Short task » Take the line containing "of the black" and all lines after it to the end of the records, and output them exactly.

··· Supplied records ···

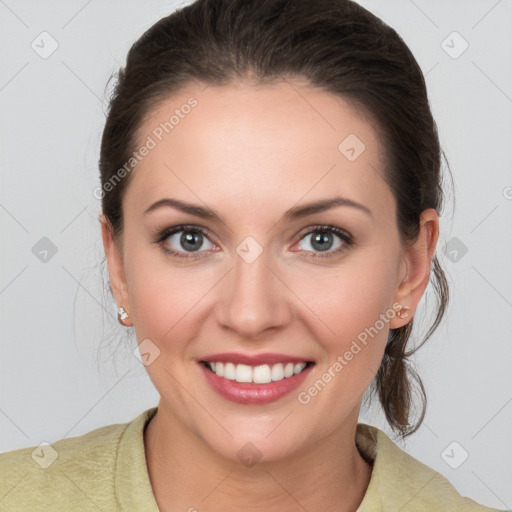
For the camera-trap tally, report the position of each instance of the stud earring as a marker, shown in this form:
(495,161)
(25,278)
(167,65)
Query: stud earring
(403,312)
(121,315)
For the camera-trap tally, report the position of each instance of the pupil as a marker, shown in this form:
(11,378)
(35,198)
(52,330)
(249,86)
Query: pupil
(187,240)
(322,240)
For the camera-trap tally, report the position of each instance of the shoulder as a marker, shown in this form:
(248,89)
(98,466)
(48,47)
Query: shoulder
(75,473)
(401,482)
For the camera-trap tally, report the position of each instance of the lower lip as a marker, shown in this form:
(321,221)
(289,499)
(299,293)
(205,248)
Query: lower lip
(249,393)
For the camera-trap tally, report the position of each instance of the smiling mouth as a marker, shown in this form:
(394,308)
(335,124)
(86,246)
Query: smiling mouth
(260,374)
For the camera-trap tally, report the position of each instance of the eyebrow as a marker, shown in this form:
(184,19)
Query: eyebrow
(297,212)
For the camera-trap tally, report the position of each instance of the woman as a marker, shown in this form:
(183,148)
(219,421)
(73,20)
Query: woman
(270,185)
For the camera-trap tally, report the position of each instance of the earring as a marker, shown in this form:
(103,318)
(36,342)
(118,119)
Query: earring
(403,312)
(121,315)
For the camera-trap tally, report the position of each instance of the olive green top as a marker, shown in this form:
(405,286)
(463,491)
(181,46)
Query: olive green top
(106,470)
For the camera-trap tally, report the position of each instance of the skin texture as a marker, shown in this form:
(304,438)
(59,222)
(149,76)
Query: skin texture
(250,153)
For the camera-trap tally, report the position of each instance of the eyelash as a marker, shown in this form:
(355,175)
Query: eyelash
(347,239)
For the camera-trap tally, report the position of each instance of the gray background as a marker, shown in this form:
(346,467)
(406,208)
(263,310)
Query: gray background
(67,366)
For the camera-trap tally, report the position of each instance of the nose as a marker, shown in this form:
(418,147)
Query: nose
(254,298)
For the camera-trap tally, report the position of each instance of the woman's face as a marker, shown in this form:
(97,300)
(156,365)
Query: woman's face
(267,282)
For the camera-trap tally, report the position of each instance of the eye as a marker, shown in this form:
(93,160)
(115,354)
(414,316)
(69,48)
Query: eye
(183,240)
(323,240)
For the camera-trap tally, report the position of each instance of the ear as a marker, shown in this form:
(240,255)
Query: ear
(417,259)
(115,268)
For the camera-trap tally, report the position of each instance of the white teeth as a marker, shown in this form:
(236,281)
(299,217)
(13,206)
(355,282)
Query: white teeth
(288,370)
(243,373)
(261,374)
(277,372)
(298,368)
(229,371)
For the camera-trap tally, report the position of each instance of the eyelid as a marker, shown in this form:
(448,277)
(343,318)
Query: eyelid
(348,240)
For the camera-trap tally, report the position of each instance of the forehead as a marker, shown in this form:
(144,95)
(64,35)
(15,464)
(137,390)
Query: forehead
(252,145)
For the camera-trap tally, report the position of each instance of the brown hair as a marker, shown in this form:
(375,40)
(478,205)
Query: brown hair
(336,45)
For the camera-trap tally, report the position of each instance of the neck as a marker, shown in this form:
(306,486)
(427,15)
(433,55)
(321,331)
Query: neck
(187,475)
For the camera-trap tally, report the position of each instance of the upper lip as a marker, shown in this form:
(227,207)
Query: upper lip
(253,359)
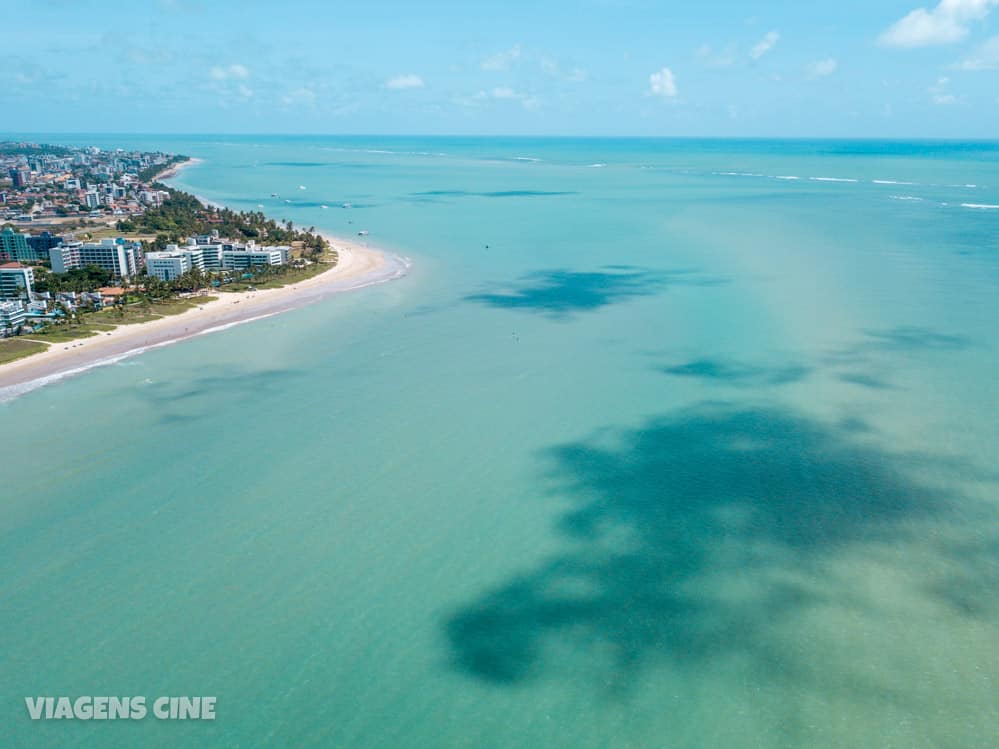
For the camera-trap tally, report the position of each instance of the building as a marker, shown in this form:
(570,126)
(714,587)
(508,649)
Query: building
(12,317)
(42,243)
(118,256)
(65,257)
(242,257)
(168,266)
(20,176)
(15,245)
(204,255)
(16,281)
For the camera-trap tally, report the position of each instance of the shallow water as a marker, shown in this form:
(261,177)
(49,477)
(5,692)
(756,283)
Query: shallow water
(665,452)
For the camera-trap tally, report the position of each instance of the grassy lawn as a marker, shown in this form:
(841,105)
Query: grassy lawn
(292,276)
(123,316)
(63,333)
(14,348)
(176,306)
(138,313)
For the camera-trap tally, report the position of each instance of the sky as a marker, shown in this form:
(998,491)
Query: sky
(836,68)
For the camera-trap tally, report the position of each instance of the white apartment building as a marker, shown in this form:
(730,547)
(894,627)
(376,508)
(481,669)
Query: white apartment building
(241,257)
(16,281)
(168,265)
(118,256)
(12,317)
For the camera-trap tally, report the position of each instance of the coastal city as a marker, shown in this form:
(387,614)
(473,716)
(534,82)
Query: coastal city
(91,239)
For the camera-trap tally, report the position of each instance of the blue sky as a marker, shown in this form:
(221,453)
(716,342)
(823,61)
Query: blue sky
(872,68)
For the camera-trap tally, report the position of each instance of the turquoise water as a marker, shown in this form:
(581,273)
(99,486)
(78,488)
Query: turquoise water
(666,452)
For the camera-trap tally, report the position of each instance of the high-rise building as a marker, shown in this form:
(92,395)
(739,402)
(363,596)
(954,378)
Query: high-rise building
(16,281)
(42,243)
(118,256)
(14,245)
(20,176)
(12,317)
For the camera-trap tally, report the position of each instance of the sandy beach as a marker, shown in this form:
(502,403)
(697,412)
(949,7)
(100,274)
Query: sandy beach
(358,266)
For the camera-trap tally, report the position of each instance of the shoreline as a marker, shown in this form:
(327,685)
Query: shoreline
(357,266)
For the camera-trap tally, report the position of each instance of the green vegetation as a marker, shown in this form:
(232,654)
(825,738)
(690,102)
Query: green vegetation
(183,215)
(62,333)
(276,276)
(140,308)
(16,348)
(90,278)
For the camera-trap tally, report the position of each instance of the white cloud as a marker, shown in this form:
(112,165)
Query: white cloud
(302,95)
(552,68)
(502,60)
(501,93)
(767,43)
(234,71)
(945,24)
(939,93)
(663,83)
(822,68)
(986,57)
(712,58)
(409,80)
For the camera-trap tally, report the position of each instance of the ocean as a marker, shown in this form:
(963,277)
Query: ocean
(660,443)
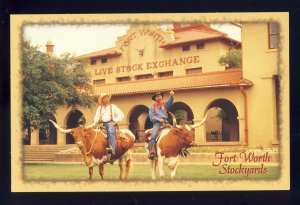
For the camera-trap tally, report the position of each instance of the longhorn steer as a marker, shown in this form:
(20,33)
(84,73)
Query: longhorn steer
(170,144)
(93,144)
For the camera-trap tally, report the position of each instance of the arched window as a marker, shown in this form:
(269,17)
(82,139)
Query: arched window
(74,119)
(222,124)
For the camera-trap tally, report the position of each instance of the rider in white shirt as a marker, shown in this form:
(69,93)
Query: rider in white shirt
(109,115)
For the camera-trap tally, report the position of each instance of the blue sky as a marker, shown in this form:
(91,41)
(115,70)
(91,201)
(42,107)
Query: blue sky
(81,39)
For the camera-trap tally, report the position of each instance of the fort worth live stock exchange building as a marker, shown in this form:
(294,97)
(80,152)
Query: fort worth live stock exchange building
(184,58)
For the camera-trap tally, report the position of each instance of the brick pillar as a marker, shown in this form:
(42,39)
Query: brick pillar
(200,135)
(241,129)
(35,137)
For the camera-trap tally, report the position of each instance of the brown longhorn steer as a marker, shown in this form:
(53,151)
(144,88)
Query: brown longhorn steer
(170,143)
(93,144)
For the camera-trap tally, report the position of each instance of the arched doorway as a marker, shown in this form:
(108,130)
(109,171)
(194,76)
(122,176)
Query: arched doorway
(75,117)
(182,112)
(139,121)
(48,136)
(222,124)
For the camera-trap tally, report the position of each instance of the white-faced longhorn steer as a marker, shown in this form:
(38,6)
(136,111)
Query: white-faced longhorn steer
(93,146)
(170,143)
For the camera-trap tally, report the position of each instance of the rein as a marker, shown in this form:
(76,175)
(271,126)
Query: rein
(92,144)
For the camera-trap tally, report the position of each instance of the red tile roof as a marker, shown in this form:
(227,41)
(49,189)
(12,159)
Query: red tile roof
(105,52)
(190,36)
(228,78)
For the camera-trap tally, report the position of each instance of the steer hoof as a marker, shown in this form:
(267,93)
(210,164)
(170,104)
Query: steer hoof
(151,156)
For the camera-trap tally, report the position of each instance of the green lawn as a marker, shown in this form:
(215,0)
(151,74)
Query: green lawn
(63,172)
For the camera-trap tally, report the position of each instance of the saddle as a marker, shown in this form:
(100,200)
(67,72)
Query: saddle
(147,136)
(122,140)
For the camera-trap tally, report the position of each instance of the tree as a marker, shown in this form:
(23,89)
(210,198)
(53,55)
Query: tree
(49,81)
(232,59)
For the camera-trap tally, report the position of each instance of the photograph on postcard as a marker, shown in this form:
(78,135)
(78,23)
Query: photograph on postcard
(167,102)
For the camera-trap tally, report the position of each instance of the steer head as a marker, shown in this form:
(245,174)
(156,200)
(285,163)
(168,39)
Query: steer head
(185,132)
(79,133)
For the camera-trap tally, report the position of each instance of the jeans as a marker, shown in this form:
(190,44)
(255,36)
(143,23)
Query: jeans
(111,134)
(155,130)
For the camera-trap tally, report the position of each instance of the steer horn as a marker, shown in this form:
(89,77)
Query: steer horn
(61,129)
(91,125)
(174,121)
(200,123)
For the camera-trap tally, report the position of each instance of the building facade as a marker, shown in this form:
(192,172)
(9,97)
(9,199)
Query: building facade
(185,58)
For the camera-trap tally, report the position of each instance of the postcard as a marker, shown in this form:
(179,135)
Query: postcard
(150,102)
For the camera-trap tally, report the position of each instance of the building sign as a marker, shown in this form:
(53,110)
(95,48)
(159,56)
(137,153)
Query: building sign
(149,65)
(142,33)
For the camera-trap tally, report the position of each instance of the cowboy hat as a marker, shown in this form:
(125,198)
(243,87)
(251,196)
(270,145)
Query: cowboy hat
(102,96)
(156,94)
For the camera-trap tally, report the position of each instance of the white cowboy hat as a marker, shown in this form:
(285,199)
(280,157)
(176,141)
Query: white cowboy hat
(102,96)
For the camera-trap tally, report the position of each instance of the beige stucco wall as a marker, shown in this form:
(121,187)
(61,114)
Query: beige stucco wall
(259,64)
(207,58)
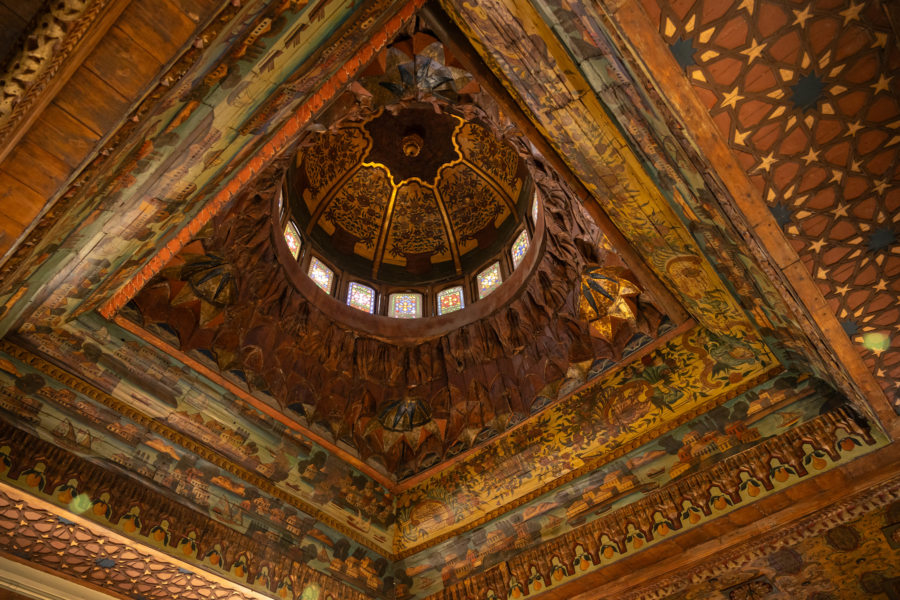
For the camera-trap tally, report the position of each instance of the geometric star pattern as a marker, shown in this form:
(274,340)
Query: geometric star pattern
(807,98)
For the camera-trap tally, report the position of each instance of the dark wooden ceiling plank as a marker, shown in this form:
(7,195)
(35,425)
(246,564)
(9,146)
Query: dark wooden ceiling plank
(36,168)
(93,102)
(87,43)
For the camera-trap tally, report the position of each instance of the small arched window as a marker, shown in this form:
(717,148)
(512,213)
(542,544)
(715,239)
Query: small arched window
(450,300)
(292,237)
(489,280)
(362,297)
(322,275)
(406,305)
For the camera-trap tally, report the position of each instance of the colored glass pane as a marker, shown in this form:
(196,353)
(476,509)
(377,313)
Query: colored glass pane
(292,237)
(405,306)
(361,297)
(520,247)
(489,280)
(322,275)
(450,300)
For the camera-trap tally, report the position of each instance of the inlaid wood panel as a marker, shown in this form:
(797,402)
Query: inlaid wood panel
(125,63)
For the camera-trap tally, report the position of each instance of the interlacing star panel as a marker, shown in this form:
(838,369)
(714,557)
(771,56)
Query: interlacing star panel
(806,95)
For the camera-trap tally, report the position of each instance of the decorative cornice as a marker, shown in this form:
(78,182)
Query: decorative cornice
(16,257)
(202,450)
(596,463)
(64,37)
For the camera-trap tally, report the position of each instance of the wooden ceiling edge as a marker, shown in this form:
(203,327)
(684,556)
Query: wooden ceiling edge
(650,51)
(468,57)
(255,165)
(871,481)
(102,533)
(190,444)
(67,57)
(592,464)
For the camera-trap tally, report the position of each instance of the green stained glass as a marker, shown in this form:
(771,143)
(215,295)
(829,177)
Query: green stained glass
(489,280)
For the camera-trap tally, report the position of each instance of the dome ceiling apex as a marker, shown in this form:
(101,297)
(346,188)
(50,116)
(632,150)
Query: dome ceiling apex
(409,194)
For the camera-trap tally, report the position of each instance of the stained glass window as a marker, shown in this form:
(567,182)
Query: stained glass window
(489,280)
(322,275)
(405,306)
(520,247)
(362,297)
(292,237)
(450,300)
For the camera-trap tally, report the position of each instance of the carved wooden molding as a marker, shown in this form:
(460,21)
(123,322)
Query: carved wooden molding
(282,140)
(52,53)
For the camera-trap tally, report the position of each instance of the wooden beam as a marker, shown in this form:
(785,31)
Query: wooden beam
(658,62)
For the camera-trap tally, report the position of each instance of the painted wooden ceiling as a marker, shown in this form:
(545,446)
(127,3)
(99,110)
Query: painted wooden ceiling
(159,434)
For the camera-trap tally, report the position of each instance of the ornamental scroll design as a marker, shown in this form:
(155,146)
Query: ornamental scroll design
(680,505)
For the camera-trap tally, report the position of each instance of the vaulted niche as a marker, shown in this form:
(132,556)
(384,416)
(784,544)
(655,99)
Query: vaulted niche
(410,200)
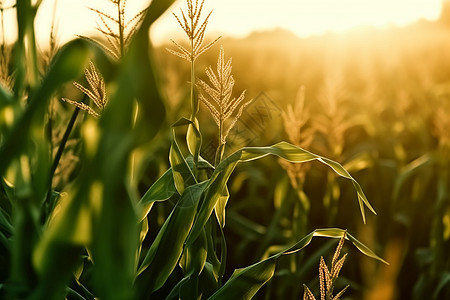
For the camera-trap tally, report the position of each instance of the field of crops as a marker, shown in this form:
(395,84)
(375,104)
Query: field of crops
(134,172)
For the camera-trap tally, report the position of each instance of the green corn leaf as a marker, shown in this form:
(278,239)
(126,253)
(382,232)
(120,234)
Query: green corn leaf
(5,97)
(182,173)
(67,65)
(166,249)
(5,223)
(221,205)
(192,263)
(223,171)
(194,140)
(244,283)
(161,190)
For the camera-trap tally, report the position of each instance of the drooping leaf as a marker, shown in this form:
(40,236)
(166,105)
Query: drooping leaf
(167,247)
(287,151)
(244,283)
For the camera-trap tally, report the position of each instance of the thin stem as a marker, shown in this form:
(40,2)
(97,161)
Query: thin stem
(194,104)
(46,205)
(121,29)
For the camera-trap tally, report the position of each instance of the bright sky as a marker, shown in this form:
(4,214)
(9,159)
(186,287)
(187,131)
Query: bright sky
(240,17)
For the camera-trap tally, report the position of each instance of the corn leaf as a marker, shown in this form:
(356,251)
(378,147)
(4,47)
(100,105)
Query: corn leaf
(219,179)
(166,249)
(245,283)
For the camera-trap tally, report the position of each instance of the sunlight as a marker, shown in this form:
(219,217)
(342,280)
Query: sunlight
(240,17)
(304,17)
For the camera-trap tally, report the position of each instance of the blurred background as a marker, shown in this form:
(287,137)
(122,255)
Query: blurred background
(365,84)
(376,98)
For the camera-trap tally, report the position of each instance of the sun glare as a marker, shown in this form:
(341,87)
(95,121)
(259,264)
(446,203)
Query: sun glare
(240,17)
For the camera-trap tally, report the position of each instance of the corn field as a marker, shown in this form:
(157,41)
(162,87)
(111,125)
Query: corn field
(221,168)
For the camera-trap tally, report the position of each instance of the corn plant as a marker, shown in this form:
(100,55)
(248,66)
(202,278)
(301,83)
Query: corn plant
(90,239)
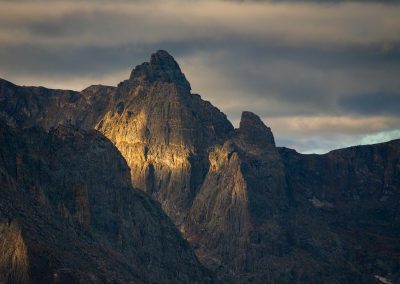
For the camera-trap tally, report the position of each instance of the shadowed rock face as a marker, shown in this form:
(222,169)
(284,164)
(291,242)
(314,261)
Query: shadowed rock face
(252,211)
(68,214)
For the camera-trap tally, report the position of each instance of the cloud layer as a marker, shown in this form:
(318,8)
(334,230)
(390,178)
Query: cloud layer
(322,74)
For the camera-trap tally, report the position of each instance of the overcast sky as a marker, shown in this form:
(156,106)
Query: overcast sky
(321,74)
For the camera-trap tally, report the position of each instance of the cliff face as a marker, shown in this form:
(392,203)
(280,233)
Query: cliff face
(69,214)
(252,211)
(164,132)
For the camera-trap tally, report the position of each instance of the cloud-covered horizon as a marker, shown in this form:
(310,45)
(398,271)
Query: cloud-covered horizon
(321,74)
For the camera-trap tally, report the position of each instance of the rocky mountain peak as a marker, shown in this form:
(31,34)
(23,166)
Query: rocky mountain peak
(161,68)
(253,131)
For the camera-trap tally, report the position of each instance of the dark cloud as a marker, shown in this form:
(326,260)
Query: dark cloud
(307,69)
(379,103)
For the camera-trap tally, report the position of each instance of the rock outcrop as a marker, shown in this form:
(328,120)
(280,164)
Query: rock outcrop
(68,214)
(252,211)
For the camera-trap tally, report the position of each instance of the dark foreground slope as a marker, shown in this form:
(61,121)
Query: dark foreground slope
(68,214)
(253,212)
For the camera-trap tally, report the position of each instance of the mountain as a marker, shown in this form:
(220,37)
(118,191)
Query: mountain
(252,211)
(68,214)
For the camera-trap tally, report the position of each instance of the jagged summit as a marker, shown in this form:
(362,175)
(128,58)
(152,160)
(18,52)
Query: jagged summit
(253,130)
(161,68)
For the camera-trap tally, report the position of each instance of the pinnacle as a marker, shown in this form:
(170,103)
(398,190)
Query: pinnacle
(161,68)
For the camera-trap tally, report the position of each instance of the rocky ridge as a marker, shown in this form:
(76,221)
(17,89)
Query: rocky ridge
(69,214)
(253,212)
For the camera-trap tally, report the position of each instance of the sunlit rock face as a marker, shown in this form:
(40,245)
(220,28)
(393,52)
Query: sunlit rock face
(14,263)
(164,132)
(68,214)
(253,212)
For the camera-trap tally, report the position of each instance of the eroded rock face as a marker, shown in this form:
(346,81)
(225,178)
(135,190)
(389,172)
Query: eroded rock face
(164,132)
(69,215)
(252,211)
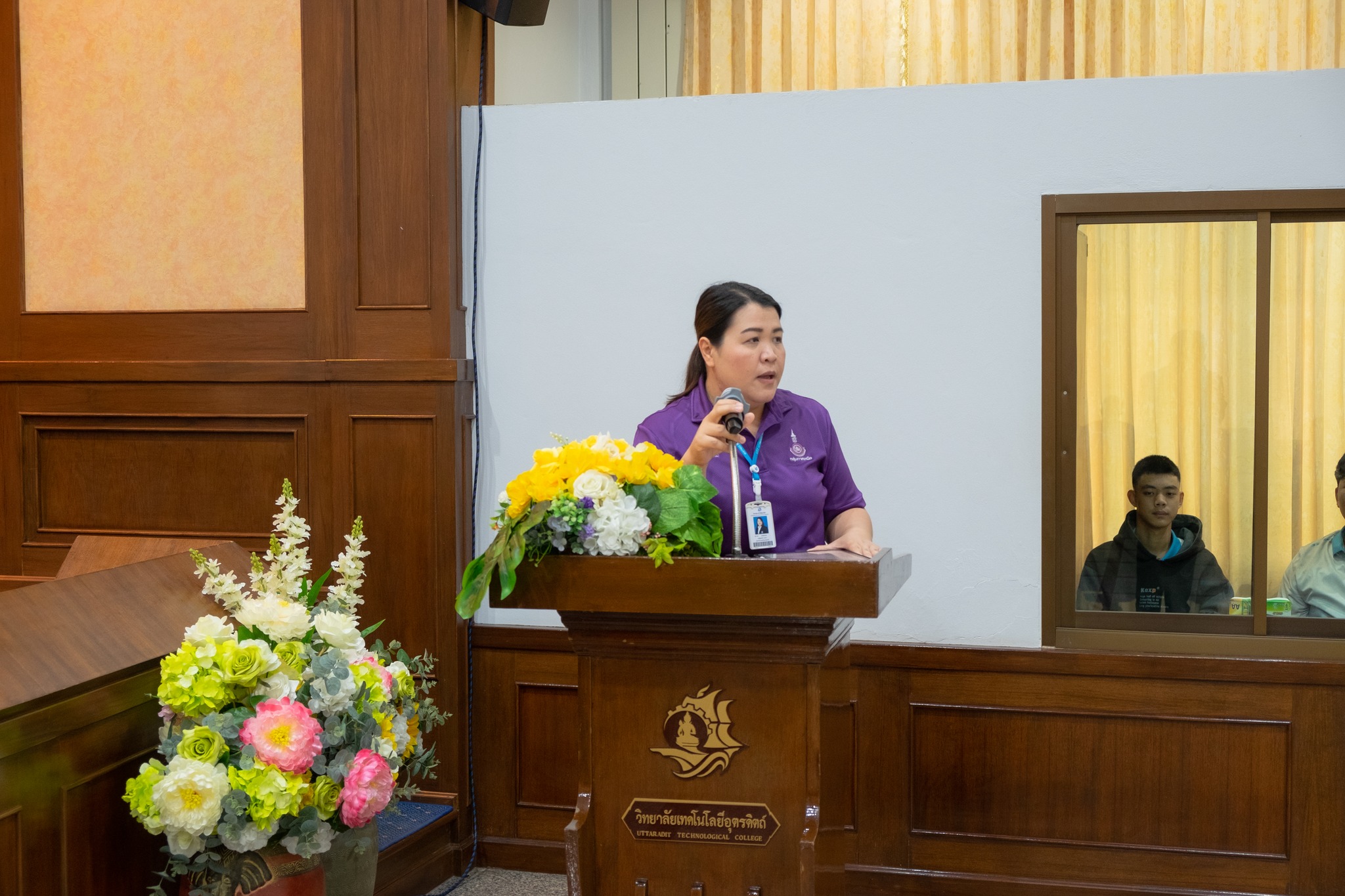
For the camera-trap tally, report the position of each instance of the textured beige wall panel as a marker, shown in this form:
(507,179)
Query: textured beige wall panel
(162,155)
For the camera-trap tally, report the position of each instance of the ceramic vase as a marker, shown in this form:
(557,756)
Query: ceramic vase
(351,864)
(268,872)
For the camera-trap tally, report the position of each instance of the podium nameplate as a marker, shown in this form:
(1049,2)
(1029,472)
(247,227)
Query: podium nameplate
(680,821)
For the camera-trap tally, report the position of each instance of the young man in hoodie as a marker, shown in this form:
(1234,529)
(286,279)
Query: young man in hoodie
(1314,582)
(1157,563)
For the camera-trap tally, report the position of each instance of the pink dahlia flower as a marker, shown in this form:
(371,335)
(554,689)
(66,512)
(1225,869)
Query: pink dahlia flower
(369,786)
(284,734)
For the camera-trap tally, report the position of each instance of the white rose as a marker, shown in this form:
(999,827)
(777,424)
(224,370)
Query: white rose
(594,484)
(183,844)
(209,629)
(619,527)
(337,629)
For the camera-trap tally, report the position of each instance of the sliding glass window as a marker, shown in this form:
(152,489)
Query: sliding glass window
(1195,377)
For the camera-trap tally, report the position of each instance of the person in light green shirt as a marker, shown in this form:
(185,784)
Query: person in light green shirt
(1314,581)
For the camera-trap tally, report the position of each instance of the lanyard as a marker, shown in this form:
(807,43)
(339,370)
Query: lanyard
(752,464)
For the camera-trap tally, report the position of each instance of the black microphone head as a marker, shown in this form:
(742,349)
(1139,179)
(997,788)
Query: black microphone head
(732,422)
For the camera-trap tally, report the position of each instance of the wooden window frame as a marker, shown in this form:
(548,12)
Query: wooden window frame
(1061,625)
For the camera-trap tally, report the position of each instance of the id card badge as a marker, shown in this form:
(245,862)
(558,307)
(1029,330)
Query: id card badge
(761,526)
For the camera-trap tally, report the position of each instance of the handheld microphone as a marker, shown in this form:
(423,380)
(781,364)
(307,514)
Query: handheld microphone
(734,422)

···

Exercise output »
For the camera-trap tally, report the position of each instance of the black microphone head as a marker, shown in this form:
(742,349)
(1139,179)
(997,788)
Query: black microphone head
(732,422)
For the camera-trap tally, report the position of each instance of the wooden window frame as a marker, shown in this form:
(548,12)
Query: wooden window frame
(1061,625)
For the camera-trap tally, report the position of each instance of the id card badge as a marker, shown in this form:
(245,862)
(558,307)
(1029,330)
Query: id card badge
(761,526)
For the camera-trap tally, report the position of each instance of the handheld microphone as a marker, shown in this form:
(423,380)
(781,364)
(307,514)
Query: handheld microphone
(734,422)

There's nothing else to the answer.